Passage for review>
Segment Open

I’ve been binging on the – what shall I call it? – the Self-Care, the Maintenance, and it’s got to stop. Physical therapy, regular therapy, facials, waxing, hair cuts, Pilates. A massage. I’m living like a millionaire, which I’m not. I have so many appointments I hardly have a free day anymore. Mix in the repairs for the screen door that the dog barreled through last week, the sprinkler system, the need to locate an orange-and-black bandanna for the 11th grader’s school spirit day and so on, and there’s no time. So I’m dialing it back. Especially since I have to take a nap almost every morning. I think that’s due to the Prednisone, which keeps me awake at night. By the morning, it has worn off, so once I take care of the morning duties – lunches, breakfasts, carpools, dog feeding, and so one, I have to snooze.
So let’s talk about naps, Readers. Do you nap? I am a long time napper. I have never felt any guilt about napping. Okay, why do I even bother to write that? For heaven’s sake, I feel guilt about everything I do that seems unproductive, and napping tops the list. Let’s be real.

Segment Closed

Provided material>
Segment Open

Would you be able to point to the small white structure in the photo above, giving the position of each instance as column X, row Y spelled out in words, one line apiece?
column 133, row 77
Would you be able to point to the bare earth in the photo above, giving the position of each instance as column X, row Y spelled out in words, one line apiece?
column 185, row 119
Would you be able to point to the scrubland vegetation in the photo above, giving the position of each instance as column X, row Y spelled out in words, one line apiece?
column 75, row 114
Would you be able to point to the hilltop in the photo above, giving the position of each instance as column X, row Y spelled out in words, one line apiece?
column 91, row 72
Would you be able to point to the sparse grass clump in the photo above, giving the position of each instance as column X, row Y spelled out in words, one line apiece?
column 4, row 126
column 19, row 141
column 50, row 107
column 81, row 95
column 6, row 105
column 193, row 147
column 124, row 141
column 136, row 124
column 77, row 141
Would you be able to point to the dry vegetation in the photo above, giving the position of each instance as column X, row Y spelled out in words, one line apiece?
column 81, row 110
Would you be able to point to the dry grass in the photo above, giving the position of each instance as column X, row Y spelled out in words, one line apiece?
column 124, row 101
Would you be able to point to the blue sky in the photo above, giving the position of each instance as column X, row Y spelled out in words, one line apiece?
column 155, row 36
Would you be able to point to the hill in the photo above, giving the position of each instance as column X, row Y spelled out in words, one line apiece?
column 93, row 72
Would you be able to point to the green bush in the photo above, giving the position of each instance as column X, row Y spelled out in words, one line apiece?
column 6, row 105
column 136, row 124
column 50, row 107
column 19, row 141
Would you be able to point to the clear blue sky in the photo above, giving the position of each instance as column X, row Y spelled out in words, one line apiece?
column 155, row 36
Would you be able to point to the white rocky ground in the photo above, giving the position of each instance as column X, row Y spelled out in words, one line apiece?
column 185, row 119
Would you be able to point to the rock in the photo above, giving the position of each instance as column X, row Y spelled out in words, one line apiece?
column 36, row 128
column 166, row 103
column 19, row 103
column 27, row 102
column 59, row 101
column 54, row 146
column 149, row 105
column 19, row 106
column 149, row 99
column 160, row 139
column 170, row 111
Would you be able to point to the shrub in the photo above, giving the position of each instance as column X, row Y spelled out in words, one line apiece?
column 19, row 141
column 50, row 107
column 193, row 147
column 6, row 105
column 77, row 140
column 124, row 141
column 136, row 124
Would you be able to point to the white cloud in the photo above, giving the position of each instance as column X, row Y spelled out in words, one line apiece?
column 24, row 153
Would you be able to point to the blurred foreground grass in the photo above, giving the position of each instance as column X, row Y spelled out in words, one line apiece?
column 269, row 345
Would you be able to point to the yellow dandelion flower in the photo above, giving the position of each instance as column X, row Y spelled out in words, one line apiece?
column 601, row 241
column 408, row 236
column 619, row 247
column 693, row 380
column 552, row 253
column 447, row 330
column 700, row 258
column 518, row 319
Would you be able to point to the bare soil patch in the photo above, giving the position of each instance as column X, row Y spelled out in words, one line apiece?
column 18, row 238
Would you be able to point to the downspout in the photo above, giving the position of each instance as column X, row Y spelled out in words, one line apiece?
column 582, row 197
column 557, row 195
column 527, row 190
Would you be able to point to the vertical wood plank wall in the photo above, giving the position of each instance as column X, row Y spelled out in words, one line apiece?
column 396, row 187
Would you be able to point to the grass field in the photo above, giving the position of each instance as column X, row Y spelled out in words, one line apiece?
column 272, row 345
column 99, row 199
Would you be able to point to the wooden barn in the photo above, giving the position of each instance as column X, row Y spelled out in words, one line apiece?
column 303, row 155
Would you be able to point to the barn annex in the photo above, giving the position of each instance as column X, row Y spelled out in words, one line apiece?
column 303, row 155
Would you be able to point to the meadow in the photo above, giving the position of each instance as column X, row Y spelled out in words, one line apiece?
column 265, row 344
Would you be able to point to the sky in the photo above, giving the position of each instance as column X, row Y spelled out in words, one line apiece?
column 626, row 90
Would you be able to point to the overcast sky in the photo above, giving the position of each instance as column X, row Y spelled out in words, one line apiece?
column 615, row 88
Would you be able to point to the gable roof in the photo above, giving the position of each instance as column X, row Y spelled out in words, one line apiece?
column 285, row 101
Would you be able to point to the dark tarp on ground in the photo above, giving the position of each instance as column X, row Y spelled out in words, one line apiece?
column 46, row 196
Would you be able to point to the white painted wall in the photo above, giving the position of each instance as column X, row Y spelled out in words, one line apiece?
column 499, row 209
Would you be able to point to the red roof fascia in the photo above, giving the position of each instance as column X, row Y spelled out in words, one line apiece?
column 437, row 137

Segment Closed

Assignment 1>
Answer these about the post on self-care and napping:
(a) What damaged the screen door?
(b) What does the writer believe keeps them awake at night?
(c) Which unproductive activity does the writer say tops the list of things they feel guilt about?
Assignment 2> Write the next part of the post on self-care and napping, picking up right after its final sentence.

Expected answer 1>
(a) The dog barreled through it last week.
(b) The Prednisone.
(c) Napping.

Expected answer 2>
What I should have said was I never felt anything else besides guilt about napping, at least not until recently. I read an article in the NYTimes about nappers being more likely to die in the next bunch of years than non-nappers. After that, I saw a couple more mentions of the negative correlations between napping and mortality. I tried to ignore them, because what good does it do me to wish all my naps unnapped? However, ignoring links to mortality doesn’t come easily to me. Therefore, now I have guilt and FEAR about napping. Why else would I need so much Self Care?